EXCERPT —
So, anyway, I decided to apply to all the television companies and I only got two replies back. One was from Rediffusion in Wembley, and one was from Granada. This was in May 1964. So I got two interviews, and I went to the one at Rediffusion and the guy actually said, because I had friends who knew the guy at Rediffusion, he said they weren’t looking for anybody at the moment, but they would keep me on file and let me know as soon as something came up. 

I also went for an interview with Granada. I think it was around about the middle of May 1964. I had an interview, and that went quite well as far as I thought, in July, and August came and I’d heard nothing at all from them. So I thought, “Well, I need to get a job. I need to do something.” So I applied to Kodak at Harrow for a technical representative job because it might enable me somewhat, somehow, to get a union ticket at some point or another. So, I applied for that job and subsequently, got it.

[Some records]
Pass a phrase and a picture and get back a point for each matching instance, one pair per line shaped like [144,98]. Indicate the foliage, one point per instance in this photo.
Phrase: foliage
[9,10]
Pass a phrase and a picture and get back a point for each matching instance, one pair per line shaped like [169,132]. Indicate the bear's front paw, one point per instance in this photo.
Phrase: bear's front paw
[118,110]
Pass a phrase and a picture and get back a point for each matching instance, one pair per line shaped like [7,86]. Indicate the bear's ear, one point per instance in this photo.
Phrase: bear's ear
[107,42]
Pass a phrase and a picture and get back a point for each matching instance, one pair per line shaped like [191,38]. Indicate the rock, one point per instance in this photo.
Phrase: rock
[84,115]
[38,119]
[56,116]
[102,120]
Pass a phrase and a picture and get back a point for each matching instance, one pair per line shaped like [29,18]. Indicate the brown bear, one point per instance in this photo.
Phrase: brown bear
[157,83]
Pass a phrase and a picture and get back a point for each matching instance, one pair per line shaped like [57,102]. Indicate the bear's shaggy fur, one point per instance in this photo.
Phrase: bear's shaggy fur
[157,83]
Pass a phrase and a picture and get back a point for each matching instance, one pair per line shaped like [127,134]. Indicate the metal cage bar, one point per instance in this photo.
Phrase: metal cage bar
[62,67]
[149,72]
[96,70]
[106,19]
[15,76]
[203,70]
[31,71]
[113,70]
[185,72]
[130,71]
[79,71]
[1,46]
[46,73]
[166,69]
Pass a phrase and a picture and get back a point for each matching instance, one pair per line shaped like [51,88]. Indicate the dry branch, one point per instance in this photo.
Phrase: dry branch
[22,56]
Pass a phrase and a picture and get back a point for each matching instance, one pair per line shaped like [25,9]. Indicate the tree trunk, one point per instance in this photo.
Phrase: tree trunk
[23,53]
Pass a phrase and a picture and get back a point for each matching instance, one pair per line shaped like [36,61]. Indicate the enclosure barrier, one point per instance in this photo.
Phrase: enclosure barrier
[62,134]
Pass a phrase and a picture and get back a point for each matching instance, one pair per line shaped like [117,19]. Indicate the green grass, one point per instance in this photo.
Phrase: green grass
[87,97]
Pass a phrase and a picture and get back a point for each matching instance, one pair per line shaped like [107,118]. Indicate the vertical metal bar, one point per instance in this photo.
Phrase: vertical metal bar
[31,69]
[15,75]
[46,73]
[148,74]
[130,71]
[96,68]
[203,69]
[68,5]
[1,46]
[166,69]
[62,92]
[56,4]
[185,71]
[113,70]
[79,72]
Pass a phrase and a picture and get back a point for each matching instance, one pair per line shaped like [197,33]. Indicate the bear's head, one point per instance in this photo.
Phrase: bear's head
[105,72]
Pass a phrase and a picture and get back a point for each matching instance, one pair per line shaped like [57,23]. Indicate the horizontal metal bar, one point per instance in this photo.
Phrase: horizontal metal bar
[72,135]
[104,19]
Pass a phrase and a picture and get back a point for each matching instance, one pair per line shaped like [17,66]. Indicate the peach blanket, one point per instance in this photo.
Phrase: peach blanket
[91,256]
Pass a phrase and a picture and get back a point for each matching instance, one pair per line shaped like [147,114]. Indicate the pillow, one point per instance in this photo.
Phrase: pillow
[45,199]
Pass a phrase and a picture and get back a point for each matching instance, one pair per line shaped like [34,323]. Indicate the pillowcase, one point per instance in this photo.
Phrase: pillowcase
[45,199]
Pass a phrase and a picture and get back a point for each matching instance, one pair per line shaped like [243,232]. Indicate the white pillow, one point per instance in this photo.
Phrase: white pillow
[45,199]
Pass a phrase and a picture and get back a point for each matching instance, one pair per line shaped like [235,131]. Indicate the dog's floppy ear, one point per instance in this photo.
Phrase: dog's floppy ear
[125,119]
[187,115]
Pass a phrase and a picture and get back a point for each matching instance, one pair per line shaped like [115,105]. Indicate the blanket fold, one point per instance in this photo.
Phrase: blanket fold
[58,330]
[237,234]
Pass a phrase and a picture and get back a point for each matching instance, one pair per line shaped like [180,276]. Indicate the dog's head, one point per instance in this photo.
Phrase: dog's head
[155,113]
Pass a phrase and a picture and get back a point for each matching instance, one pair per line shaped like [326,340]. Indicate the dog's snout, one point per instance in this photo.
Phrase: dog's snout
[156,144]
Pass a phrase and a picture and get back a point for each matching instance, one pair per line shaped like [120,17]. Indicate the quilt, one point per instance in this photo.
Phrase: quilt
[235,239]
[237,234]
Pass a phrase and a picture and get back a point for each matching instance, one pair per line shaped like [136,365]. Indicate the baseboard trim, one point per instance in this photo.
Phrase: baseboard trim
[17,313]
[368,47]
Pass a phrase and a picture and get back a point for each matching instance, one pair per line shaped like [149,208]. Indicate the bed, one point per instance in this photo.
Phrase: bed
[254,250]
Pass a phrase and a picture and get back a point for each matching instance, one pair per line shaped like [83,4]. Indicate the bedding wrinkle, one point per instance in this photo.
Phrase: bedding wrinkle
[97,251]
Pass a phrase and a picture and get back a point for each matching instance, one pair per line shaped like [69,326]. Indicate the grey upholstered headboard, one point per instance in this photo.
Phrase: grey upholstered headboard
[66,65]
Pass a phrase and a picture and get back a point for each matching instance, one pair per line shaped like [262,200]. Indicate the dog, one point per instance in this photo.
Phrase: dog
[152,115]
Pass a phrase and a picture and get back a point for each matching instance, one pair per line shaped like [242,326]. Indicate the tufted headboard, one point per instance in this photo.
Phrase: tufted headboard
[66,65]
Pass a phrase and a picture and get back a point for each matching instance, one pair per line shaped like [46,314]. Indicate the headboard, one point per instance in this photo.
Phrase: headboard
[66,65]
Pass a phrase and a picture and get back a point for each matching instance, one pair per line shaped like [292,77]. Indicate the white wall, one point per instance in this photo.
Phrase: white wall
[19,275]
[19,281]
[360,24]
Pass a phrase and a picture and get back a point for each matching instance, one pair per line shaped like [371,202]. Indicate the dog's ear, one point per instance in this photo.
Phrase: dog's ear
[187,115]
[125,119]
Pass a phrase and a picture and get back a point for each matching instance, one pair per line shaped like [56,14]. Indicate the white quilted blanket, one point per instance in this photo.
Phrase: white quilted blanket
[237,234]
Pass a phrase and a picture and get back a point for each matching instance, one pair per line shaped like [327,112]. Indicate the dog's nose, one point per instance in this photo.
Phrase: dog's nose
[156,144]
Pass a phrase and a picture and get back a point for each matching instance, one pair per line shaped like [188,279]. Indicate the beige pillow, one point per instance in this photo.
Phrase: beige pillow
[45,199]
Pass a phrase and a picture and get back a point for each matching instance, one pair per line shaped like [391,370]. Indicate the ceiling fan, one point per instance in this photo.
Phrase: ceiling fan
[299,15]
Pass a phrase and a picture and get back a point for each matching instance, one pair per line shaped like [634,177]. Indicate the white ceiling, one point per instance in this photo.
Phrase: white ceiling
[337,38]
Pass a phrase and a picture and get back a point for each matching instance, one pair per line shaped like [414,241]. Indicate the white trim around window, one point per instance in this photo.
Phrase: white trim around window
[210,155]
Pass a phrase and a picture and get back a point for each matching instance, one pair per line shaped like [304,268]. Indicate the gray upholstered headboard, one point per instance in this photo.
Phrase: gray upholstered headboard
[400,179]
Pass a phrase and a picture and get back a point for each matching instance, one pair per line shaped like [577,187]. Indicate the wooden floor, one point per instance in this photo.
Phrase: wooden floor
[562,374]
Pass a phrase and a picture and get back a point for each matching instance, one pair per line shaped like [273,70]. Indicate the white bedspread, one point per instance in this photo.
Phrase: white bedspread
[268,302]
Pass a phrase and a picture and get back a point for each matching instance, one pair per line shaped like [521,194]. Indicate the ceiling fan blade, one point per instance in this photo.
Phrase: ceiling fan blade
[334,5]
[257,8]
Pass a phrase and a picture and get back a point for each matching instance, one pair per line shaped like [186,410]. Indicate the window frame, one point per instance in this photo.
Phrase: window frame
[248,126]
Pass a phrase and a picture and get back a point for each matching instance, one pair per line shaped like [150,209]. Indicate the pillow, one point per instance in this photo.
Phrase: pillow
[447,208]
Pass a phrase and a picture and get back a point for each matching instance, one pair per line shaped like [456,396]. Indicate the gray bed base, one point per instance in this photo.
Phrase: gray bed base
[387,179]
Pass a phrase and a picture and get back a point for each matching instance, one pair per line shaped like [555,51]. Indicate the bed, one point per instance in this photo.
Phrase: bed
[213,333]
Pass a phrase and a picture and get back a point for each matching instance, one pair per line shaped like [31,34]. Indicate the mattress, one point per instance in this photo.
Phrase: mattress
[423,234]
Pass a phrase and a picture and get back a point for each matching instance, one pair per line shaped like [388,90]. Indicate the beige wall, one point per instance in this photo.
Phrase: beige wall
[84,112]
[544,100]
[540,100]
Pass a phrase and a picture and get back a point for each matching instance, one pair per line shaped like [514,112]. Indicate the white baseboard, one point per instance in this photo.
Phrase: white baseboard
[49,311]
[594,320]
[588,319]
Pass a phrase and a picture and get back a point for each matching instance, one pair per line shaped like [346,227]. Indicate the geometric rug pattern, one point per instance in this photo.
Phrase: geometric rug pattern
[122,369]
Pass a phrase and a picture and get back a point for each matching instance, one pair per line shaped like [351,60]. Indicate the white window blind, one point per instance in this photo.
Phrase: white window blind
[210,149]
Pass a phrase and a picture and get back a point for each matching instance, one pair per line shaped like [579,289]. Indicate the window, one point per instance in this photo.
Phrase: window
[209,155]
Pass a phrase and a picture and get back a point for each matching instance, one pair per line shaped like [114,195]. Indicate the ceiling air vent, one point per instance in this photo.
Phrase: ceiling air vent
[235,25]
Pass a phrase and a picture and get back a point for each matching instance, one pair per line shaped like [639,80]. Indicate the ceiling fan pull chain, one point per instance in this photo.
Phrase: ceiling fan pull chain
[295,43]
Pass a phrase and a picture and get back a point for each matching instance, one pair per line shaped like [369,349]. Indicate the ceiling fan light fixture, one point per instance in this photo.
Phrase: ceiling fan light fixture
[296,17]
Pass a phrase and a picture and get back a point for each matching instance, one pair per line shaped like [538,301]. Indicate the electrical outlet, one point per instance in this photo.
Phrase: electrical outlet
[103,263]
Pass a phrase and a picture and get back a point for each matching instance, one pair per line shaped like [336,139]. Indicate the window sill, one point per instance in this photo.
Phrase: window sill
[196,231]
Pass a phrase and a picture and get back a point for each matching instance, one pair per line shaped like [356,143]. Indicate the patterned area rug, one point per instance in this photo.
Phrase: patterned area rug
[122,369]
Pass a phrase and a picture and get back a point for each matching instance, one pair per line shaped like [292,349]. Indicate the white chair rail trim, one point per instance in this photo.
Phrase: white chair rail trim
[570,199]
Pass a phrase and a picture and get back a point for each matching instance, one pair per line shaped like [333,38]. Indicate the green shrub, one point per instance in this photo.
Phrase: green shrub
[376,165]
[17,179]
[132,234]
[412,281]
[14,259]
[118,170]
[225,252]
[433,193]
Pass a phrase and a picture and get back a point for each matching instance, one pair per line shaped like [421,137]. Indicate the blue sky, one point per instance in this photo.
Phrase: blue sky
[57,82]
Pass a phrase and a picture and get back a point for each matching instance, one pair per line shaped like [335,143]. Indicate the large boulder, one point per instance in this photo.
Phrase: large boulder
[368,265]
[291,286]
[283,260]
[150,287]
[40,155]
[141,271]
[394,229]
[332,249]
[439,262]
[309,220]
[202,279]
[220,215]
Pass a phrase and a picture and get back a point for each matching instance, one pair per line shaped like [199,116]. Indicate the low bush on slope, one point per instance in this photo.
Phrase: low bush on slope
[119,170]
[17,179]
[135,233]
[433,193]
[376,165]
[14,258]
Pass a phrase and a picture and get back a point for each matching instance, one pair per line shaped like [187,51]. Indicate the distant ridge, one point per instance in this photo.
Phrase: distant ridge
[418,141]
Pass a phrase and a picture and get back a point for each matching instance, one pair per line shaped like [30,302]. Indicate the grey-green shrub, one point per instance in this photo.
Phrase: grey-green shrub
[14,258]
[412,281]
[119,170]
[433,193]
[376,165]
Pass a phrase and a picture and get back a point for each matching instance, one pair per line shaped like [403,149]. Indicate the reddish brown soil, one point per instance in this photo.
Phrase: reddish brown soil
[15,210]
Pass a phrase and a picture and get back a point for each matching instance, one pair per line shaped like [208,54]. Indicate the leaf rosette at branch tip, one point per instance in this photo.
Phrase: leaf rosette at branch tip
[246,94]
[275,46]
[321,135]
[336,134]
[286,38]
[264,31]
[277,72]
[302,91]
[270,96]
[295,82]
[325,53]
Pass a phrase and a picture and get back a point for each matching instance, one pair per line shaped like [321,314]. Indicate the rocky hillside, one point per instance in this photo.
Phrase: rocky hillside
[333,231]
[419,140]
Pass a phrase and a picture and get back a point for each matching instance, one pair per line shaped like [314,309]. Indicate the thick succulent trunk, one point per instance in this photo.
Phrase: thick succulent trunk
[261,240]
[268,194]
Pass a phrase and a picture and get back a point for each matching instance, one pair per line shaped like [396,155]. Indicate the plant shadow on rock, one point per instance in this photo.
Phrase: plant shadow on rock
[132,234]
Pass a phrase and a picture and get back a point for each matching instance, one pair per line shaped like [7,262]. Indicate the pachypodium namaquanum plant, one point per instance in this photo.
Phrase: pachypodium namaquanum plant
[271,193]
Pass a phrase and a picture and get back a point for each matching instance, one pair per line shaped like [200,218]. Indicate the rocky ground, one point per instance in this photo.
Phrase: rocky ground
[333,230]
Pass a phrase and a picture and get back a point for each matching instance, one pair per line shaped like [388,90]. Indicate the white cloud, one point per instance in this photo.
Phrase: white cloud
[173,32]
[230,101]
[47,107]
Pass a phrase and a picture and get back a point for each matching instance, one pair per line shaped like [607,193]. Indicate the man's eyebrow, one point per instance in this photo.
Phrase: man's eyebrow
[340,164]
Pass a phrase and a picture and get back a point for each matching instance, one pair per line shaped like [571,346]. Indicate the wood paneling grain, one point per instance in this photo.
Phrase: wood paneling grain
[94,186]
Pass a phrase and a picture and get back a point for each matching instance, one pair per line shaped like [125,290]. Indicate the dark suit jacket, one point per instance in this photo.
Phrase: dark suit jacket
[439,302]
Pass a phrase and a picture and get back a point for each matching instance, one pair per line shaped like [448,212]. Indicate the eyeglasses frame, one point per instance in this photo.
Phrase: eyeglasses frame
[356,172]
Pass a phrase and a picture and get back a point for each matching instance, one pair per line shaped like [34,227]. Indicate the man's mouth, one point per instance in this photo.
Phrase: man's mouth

WORK INSTRUCTIONS —
1. Could you copy from the excerpt the stretch from "I also went" through "subsequently, got it.", word for word?
2. Using the excerpt, can you answer these questions?
(a) Which two television companies replied to the applications?
(b) Where was the Kodak office that the speaker applied to?
(c) What job did the speaker apply for at Kodak?

SET OF ANSWERS —
1.
I also went for an interview with Granada. I think it was around about the middle of May 1964. I had an interview, and that went quite well as far as I thought, in July, and August came and I’d heard nothing at all from them. So I thought, “Well, I need to get a job. I need to do something.” So I applied to Kodak at Harrow for a technical representative job because it might enable me somewhat, somehow, to get a union ticket at some point or another. So, I applied for that job and subsequently, got it.

2.
(a) Rediffusion in Wembley and Granada
(b) Harrow
(c) Technical representative